■ **Items**:
[START]

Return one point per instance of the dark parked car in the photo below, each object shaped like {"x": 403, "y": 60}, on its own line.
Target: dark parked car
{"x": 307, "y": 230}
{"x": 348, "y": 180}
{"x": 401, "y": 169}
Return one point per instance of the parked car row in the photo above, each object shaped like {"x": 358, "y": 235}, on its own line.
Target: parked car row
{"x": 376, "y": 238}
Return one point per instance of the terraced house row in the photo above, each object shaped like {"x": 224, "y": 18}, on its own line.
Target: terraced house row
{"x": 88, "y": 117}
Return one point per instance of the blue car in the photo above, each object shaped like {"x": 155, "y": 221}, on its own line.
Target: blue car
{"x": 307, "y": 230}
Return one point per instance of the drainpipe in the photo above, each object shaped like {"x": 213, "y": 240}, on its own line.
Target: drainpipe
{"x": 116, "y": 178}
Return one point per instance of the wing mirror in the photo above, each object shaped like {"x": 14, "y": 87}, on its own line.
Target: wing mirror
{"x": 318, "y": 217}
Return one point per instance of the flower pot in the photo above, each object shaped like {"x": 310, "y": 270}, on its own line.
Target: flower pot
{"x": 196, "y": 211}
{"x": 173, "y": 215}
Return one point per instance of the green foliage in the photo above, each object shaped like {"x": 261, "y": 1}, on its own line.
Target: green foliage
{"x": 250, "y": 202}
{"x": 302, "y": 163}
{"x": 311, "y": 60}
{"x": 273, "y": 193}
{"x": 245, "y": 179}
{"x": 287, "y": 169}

[END]

■ **Task instructions**: Write out every entry word for word.

■ **Output below**:
Return one point per instance of the dark parked car in the photo below, each object shaped like {"x": 403, "y": 60}, on its own line.
Target: dark parked car
{"x": 307, "y": 230}
{"x": 348, "y": 180}
{"x": 401, "y": 169}
Return one point per instance of the parked car row in the photo above, each object shaped like {"x": 358, "y": 235}, on its own line.
Target: parked car row
{"x": 376, "y": 238}
Return one point per instance of the terraced house row in the photo above, each object shaped like {"x": 224, "y": 18}, on its own line.
Target: terraced house row
{"x": 88, "y": 117}
Return one point per instance of the blue car in the photo above, each object shaped like {"x": 155, "y": 221}, on its own line.
Target: blue car
{"x": 307, "y": 230}
Return one point per instance of the drainpipe in the photo above, each object shaped like {"x": 213, "y": 240}, on its own line.
Target: drainpipe
{"x": 116, "y": 178}
Return one point per instance of the wing mirror in the photo above, each object shaped like {"x": 14, "y": 87}, on its own line.
Target: wing mirror
{"x": 318, "y": 217}
Return one point per instance of the flower pot in the photo above, each object shaped like {"x": 310, "y": 270}, on its own line.
Target: flower pot
{"x": 196, "y": 211}
{"x": 173, "y": 215}
Return one point per instance of the green foliage in the photo above, each object shaped like {"x": 261, "y": 1}, on its own line.
Target: green foliage
{"x": 250, "y": 202}
{"x": 302, "y": 163}
{"x": 311, "y": 60}
{"x": 273, "y": 193}
{"x": 245, "y": 179}
{"x": 287, "y": 169}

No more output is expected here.